**SHORT TASK:** Starting with the line that contains "outline --target=pink sari" and going on through the end of the material, change "photo" to "image" and write out only those lines, otherwise unchanged.

::::::::::

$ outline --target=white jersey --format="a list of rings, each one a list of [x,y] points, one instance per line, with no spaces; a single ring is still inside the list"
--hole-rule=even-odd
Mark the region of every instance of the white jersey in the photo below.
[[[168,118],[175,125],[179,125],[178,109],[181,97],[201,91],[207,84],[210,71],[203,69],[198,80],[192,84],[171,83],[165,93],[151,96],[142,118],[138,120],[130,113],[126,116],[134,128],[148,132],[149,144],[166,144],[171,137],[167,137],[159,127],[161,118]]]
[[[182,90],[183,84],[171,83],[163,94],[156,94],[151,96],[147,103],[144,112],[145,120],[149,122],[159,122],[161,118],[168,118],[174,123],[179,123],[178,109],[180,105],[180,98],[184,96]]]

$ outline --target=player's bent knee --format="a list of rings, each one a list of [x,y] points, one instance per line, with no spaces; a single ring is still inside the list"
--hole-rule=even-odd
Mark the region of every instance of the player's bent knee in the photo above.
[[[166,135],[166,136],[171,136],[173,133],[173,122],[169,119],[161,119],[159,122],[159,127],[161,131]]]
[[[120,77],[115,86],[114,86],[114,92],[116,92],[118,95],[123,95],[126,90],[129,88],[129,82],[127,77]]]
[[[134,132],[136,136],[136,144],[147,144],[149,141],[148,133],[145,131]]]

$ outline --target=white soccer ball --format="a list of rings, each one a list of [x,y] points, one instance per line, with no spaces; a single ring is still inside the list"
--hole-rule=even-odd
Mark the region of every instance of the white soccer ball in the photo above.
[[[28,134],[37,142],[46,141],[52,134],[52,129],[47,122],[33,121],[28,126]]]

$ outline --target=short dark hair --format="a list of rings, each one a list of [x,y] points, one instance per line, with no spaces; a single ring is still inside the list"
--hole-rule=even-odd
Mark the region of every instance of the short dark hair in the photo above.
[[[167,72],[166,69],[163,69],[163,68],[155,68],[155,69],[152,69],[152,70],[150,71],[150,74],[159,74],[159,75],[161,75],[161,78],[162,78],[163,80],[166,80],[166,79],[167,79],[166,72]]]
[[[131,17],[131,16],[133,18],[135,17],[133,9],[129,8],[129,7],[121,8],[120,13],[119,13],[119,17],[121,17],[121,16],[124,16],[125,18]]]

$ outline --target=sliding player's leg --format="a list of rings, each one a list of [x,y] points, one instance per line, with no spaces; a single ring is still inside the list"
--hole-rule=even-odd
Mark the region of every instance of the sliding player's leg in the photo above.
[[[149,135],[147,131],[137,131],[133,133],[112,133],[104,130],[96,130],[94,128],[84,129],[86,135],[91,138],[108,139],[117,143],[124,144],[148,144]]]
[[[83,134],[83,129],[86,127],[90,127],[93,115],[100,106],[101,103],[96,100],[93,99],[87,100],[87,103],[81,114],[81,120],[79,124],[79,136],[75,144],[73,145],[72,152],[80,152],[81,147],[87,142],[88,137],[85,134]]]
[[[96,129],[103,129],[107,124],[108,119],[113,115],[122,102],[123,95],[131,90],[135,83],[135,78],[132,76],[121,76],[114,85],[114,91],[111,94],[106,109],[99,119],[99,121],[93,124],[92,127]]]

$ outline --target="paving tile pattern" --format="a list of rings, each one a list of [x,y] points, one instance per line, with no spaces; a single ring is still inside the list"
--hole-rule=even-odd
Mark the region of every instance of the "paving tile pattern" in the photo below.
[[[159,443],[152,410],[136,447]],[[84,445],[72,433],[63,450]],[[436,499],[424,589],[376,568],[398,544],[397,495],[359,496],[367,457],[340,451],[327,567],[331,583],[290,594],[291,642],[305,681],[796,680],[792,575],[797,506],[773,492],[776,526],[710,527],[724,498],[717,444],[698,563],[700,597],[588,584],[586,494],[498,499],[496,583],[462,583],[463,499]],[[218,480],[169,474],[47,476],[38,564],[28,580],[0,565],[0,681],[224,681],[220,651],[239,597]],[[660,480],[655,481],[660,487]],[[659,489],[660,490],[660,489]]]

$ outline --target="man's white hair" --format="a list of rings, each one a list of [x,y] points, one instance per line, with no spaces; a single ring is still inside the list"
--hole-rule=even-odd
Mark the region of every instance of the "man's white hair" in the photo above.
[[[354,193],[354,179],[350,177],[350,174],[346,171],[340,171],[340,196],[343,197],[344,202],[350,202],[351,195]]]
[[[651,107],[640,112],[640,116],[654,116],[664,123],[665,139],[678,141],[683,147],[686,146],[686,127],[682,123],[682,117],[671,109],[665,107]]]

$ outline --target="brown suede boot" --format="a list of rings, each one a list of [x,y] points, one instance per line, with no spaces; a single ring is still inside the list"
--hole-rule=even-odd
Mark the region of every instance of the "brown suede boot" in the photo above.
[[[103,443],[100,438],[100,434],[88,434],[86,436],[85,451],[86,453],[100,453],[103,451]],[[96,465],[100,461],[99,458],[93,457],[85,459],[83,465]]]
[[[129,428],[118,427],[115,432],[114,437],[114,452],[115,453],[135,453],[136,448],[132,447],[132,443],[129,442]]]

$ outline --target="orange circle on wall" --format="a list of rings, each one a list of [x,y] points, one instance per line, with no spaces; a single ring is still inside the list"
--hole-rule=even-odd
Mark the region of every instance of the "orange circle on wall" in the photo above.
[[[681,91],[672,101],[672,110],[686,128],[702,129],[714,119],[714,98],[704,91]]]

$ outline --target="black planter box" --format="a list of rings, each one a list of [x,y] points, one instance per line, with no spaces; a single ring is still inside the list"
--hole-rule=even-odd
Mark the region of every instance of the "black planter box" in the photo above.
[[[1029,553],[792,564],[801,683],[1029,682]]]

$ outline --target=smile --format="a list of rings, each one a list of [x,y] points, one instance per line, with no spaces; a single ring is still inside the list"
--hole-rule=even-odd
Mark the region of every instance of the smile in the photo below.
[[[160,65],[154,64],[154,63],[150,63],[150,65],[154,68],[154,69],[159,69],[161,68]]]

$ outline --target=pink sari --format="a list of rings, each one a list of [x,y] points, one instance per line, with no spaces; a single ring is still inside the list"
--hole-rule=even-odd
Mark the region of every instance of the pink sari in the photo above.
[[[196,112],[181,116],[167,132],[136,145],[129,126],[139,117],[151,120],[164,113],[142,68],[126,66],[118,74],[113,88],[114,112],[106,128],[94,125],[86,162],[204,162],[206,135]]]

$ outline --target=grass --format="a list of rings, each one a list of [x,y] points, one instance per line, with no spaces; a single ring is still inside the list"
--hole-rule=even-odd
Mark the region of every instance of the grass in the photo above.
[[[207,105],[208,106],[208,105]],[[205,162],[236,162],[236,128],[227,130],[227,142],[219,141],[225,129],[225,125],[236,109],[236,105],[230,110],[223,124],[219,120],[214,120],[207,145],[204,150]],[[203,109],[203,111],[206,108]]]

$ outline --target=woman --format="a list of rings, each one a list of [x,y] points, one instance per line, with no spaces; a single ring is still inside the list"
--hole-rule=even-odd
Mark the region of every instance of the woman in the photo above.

::::::::::

**EXERCISE RESPONSE:**
$ outline --target=pink sari --format="a list of rings, each one a list of [x,y] points, one instance per line, with no spaces; a single ring is still inside the list"
--hole-rule=even-odd
Mark the region of every instance of the pink sari in the image above.
[[[196,112],[181,116],[167,132],[136,145],[129,126],[139,117],[151,120],[164,113],[142,68],[126,66],[118,74],[113,88],[114,112],[106,128],[94,125],[86,162],[204,162],[206,135]]]

$ outline --target=grass --format="a list of rings, each one a list of [x,y] points, one instance per line, with no spaces; a single ring is still inside the list"
--hole-rule=even-odd
Mark the region of every instance of the grass in the image above.
[[[207,105],[208,106],[208,105]],[[205,162],[236,162],[236,128],[227,130],[227,142],[219,141],[225,129],[225,125],[236,109],[236,105],[230,110],[223,124],[219,120],[214,120],[207,145],[204,150]],[[203,109],[203,111],[206,108]]]

$ outline --target=woman --format="a list of rings, each one a list of [x,y] points, one instance per line, with no spaces; a single ring is still inside the list"
--hole-rule=even-odd
Mark the region of every instance of the woman in the image above.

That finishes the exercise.